— TASK REQUIREMENTS —
Restate the last part of the records below word for word, beginning at the line with "Target: shop sign" and ending at the final line.

Region pointing data:
◇ ◇ ◇ ◇

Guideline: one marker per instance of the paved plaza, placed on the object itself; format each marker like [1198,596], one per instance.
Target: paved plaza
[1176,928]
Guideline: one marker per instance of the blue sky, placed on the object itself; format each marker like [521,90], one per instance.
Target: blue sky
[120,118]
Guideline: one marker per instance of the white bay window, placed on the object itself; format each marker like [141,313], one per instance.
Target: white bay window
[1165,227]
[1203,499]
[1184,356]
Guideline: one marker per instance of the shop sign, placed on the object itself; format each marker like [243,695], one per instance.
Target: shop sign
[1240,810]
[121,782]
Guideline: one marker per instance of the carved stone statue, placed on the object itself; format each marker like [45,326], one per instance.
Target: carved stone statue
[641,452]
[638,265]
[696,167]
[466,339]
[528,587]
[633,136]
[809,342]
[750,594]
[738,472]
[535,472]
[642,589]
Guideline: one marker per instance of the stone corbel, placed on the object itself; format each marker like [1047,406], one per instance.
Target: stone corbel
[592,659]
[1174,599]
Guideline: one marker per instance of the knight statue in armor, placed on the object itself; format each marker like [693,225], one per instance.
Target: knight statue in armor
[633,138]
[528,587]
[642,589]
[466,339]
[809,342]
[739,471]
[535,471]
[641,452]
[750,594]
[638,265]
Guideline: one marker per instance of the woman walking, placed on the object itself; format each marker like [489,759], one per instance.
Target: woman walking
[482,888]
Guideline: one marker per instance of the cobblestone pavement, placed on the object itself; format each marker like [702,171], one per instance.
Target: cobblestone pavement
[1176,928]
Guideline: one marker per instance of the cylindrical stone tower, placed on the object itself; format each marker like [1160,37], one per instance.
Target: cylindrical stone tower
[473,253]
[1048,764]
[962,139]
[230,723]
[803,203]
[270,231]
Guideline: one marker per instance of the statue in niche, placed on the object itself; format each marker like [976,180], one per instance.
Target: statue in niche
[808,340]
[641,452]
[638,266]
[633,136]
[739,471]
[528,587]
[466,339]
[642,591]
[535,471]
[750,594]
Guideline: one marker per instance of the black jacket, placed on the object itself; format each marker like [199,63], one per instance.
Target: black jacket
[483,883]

◇ ◇ ◇ ◇

— ANSWER TO THE PROBLEM —
Target: shop sign
[1240,810]
[121,782]
Guideline: one marker per instance of the carved stone statue, placed on the object itself; format each marker like [45,326], one per instance.
Target: carved stone statue
[641,452]
[638,265]
[696,167]
[466,339]
[528,587]
[633,136]
[809,342]
[750,594]
[738,472]
[535,472]
[642,589]
Guideline: one marker per instance of the stone corbel, placed on the object itself; format each marker like [1047,406], one per instance.
Target: stone corbel
[592,659]
[1174,599]
Guideline: one marker per instance of the knight statue in armor, placed on the object itself; format each marker like [693,225], one per instance.
Target: knight statue in armor
[633,138]
[528,587]
[642,589]
[466,339]
[809,342]
[739,471]
[535,471]
[641,452]
[750,594]
[638,265]
Guideline: one marker per instance of the woman walking, placed on the object itself; format each marker like [489,759], one per instance.
Target: woman walking
[482,888]
Guideline: one marker per instance of the cobblestone pavement, placed on the object itself; format each marker like [702,171], one per instance.
Target: cobblestone pavement
[1176,928]
Guideline: one marker per instance of the cylindrical stone tower, placed on the object itself; format each marker like [1160,37], one per instance.
Target: cylindrical stone tower
[473,253]
[1048,764]
[962,139]
[230,723]
[803,203]
[270,231]
Guideline: one marker per instance of the statue in niche, placed on the object itself; format each marker like [976,180], one per instance.
Target: statue in niche
[808,340]
[641,452]
[638,266]
[633,136]
[739,471]
[528,587]
[466,339]
[642,591]
[535,471]
[750,594]
Guideline: one marker per instance of the black jacket, placed on the object itself; format each marker like [199,63], one per instance.
Target: black jacket
[483,883]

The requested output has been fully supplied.